*ACTION ITEM:*
The answer must be the complete listing, copied exactly.
============
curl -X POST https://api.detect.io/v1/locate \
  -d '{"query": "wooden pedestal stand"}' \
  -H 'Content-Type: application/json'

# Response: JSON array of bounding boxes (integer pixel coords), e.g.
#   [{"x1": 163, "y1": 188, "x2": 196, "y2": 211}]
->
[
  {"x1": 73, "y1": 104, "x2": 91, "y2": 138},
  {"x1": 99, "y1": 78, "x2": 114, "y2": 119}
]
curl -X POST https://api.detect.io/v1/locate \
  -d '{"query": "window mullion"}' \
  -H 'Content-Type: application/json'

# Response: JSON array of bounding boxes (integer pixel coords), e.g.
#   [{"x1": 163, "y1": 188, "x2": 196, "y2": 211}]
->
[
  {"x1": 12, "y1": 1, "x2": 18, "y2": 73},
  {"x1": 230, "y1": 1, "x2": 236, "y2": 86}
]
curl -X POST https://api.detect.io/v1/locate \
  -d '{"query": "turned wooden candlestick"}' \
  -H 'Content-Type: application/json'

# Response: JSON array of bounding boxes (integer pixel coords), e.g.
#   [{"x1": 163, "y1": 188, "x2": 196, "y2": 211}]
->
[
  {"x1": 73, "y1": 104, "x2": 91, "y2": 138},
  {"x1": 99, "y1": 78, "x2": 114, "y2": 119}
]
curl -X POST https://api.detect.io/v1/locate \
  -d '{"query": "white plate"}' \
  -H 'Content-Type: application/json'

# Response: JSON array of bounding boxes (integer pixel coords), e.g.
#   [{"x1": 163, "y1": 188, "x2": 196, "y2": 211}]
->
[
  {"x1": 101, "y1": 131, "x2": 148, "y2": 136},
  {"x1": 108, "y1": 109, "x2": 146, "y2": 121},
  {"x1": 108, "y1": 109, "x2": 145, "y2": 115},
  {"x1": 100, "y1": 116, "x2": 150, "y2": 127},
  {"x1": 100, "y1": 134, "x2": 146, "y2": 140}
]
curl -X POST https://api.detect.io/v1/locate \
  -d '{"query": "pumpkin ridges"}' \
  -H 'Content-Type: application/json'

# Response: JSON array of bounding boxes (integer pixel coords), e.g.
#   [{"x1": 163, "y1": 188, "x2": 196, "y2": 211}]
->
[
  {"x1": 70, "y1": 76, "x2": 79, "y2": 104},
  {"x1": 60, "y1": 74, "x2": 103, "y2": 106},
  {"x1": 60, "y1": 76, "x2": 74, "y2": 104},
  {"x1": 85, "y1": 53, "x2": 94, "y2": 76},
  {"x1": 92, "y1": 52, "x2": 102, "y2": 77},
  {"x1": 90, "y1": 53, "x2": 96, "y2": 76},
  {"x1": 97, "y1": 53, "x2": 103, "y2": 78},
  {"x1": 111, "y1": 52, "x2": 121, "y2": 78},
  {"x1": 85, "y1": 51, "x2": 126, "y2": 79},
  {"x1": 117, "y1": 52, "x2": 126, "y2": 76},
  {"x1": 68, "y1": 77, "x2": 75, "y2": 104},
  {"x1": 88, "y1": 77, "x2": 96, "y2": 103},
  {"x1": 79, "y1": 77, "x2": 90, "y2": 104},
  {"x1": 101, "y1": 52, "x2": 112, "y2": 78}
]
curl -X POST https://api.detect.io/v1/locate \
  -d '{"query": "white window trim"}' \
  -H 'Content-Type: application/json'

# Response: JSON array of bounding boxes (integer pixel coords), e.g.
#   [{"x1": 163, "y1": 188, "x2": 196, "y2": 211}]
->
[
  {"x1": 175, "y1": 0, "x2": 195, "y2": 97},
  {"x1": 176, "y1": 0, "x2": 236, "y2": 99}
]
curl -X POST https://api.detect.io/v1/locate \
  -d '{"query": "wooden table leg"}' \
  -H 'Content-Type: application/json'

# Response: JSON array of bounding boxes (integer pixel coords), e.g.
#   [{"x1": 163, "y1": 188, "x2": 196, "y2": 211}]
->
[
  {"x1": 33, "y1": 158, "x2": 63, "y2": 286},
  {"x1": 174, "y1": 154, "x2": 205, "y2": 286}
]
============
*TASK OUTPUT:*
curl -X POST https://api.detect.io/v1/locate \
  -d '{"query": "wooden pedestal stand"}' \
  -H 'Content-Type: application/json'

# Response: JSON array of bounding boxes (integer pixel coords), e.g.
#   [{"x1": 163, "y1": 188, "x2": 196, "y2": 211}]
->
[
  {"x1": 73, "y1": 104, "x2": 91, "y2": 138},
  {"x1": 99, "y1": 78, "x2": 114, "y2": 119}
]
curl -X POST https://api.detect.io/v1/locate \
  -d '{"query": "window mullion"}' \
  -H 'Content-Type: application/json'

# Response: JSON array of bounding boxes (integer pixel coords), e.g.
#   [{"x1": 163, "y1": 188, "x2": 196, "y2": 211}]
->
[
  {"x1": 12, "y1": 1, "x2": 18, "y2": 73},
  {"x1": 230, "y1": 1, "x2": 236, "y2": 86}
]
curl -X POST https://api.detect.io/v1/locate \
  -d '{"query": "turned wooden candlestick"}' \
  -H 'Content-Type: application/json'

# Response: JSON array of bounding boxes (integer pixel coords), e.g.
#   [{"x1": 163, "y1": 188, "x2": 196, "y2": 211}]
->
[
  {"x1": 73, "y1": 104, "x2": 91, "y2": 138},
  {"x1": 99, "y1": 78, "x2": 114, "y2": 119}
]
curl -X POST https://api.detect.io/v1/locate \
  -d '{"query": "white plate"}' \
  -H 'Content-Type: application/json'

# Response: JSON array of bounding boxes (integer pixel coords), e.g.
#   [{"x1": 163, "y1": 188, "x2": 196, "y2": 211}]
->
[
  {"x1": 101, "y1": 131, "x2": 148, "y2": 136},
  {"x1": 108, "y1": 109, "x2": 146, "y2": 121},
  {"x1": 108, "y1": 109, "x2": 145, "y2": 115},
  {"x1": 100, "y1": 116, "x2": 150, "y2": 127},
  {"x1": 100, "y1": 134, "x2": 146, "y2": 140}
]
curl -X POST https://api.detect.io/v1/locate \
  -d '{"query": "pumpkin ridges"}' \
  -H 'Content-Type: application/json'

# Response: JSON array of bounding boxes (integer pixel coords), e.g.
#   [{"x1": 163, "y1": 188, "x2": 196, "y2": 211}]
->
[
  {"x1": 70, "y1": 76, "x2": 79, "y2": 104},
  {"x1": 60, "y1": 74, "x2": 103, "y2": 106},
  {"x1": 60, "y1": 76, "x2": 74, "y2": 104},
  {"x1": 85, "y1": 53, "x2": 94, "y2": 76},
  {"x1": 92, "y1": 52, "x2": 102, "y2": 77},
  {"x1": 90, "y1": 53, "x2": 96, "y2": 76},
  {"x1": 97, "y1": 53, "x2": 103, "y2": 78},
  {"x1": 111, "y1": 52, "x2": 121, "y2": 78},
  {"x1": 85, "y1": 51, "x2": 126, "y2": 79},
  {"x1": 117, "y1": 52, "x2": 126, "y2": 76},
  {"x1": 68, "y1": 77, "x2": 75, "y2": 104},
  {"x1": 88, "y1": 77, "x2": 96, "y2": 103},
  {"x1": 79, "y1": 77, "x2": 90, "y2": 104},
  {"x1": 101, "y1": 52, "x2": 112, "y2": 78}
]
curl -X POST https://api.detect.io/v1/locate \
  -d '{"query": "white window trim"}' \
  -H 'Content-Type: application/json'

# Response: JSON array of bounding boxes (integer pixel coords), e.g.
#   [{"x1": 163, "y1": 188, "x2": 196, "y2": 211}]
->
[
  {"x1": 175, "y1": 0, "x2": 195, "y2": 97},
  {"x1": 176, "y1": 0, "x2": 236, "y2": 99}
]
curl -X POST https://api.detect.io/v1/locate \
  -d '{"query": "wooden table leg"}' \
  -H 'Content-Type: application/json'

# Response: JSON array of bounding boxes (integer pixel coords), e.g.
#   [{"x1": 163, "y1": 188, "x2": 196, "y2": 211}]
->
[
  {"x1": 33, "y1": 158, "x2": 63, "y2": 286},
  {"x1": 174, "y1": 154, "x2": 205, "y2": 286}
]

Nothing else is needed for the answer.